***** Stored data *****
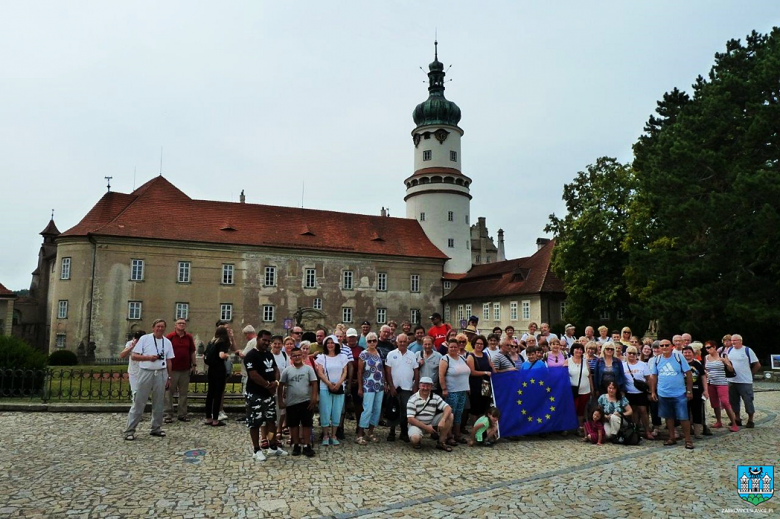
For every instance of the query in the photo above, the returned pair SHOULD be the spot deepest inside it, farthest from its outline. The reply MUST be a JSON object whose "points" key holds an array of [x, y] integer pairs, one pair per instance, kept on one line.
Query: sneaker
{"points": [[277, 452]]}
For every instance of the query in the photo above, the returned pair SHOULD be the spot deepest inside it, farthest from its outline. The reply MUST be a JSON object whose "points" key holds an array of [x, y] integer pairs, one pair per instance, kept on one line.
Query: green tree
{"points": [[588, 254], [704, 234]]}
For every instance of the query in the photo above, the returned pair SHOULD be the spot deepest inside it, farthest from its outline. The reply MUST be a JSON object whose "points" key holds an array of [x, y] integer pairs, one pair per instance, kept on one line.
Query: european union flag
{"points": [[534, 401]]}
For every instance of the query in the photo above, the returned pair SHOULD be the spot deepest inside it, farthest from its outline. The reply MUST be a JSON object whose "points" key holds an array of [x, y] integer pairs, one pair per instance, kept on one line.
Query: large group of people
{"points": [[436, 382]]}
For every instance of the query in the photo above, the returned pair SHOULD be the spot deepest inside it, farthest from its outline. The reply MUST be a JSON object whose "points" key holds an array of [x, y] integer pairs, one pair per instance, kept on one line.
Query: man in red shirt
{"points": [[183, 364], [439, 330]]}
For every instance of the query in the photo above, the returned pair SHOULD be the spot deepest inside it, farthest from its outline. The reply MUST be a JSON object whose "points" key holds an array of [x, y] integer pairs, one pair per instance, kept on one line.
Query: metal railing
{"points": [[89, 385]]}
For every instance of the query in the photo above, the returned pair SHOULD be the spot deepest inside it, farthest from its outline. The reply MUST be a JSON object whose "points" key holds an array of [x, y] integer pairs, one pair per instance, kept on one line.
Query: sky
{"points": [[313, 100]]}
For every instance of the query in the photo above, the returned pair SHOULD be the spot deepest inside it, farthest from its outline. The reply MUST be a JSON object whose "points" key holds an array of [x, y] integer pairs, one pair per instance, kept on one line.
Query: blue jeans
{"points": [[330, 408], [372, 409], [457, 401]]}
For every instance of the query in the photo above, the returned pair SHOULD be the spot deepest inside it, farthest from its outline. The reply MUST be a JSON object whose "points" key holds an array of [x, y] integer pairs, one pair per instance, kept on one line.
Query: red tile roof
{"points": [[4, 292], [159, 210], [531, 275]]}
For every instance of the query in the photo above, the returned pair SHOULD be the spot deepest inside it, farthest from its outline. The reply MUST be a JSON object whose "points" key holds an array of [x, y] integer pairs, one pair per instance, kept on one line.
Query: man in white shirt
{"points": [[745, 365], [153, 352], [403, 376]]}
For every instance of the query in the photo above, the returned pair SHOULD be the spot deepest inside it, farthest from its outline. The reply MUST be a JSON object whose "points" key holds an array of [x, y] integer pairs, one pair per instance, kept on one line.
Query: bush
{"points": [[17, 354], [63, 358]]}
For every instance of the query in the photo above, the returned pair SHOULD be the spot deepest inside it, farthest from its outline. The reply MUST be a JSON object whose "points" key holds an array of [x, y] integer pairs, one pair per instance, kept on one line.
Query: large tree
{"points": [[704, 235], [588, 254]]}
*****
Reproduce every item above word for word, leaving out the pictures.

__Task solution__
For every instance of the query in the photo above, the returned pair SHOULD be the spot deepest inside it, farthest from its outline. The reply MUST be a JSON object whose "points" key holds an array of [x, y] integer pairs, one pair per instance, kept on one line.
Query: sneaker
{"points": [[277, 452]]}
For every instance of the query in the photo above, the returned pair SHOULD be the spot deepest inside it, farthest from its outline. The reply MUST be a JSON object whose "points" key holds an array of [x, y] integer pairs, one pair per instance, kept on one line.
Query: green tree
{"points": [[588, 254], [704, 234]]}
For every instance of the query in the photo above, the returned pair SHOULD be the spot deepest inside it, farthest from its outline. The reply MUST be a JSON object whose "points" key holds an array of [x, y] integer pairs, one pair per instance, kept on one line.
Query: european union flag
{"points": [[534, 401]]}
For every instance of the query in the photo above, the returned pair SHOULD be the spot deepest inside it, farthest from its outline. The reply MUST be a JSON object whose "points" key holds an array of [x, y] integer pairs, one pair per instance, kept on one line.
Query: large group of people
{"points": [[436, 382]]}
For every instance of the query in the photo above, the returned pair SHOULD be the spot deepest inside it, farthest from its outline. The reply MUST be a JSON object whose "points" key holds an array of [x, y] integer pairs, one pair per instance, kept on one line.
Query: man in red shirt
{"points": [[183, 364], [439, 330]]}
For every instance of the query in the photo above, the returned pair SHOULD be the spot deepest inside it, farthest from its outline. The reply MUST be a JSON object whose "points" key holds an array of [x, y] integer pairs, one pair per instance, kept on one line.
Query: metal railing
{"points": [[89, 385]]}
For every instance of the query in the photo above, the returned pair SHOULD be the spot deepest inside it, farthest from its outline. The reply MUST be a JSON object whose "points" key holds an array of [x, y] integer pairs, one pair per instance, kept on one line.
Query: sky
{"points": [[313, 100]]}
For every instance of the query in the photo above, the returned pair SHOULD be the spot deepest inside it, farthest from its outline. The reply MUST be a JSON object whose "points" key holds an array of [x, y] integer pairs, one pair per instance, kept on one line.
Query: blue jeans
{"points": [[330, 408], [372, 409], [457, 401]]}
For every instance of the query in the photo above, the returned pair SHOULD be the spot deepest inside it, farthest from its outline. The reply MUST be a JSON object whose "points" key holds an array of [x, y] integer pairs, one pair per instance, kept on one line.
Query: red tile roof
{"points": [[4, 292], [159, 210], [531, 275]]}
For every instance of the query in the photo above, the returned pair SHOULD be the spot deepest inside it, farthest from its outline. The reply MUST be a JSON object whose "points" key holds an array of [x, y] integer pairs, one pair per instance, kept on one line.
Query: man in white shirt
{"points": [[745, 365], [153, 352], [403, 376]]}
For every instance of the query in the photo above, the returned pair SHOULD be the spot deepest inside it, farthest from its outline. The reply MUST be a JSON object whose "points" key holds an array of [x, y] integer pairs, one pair per instance, kept on one line.
Query: bush
{"points": [[17, 354], [63, 358]]}
For every instance of the query in the photo above, the returned pair SHOULD be the spot deepest inside it, farthest from its outline. The reply MUST be a JSON object whose "points" key holds an array of [x, y] integer pairs, one pair per instance, kept on one line.
Query: large tree
{"points": [[704, 235], [588, 254]]}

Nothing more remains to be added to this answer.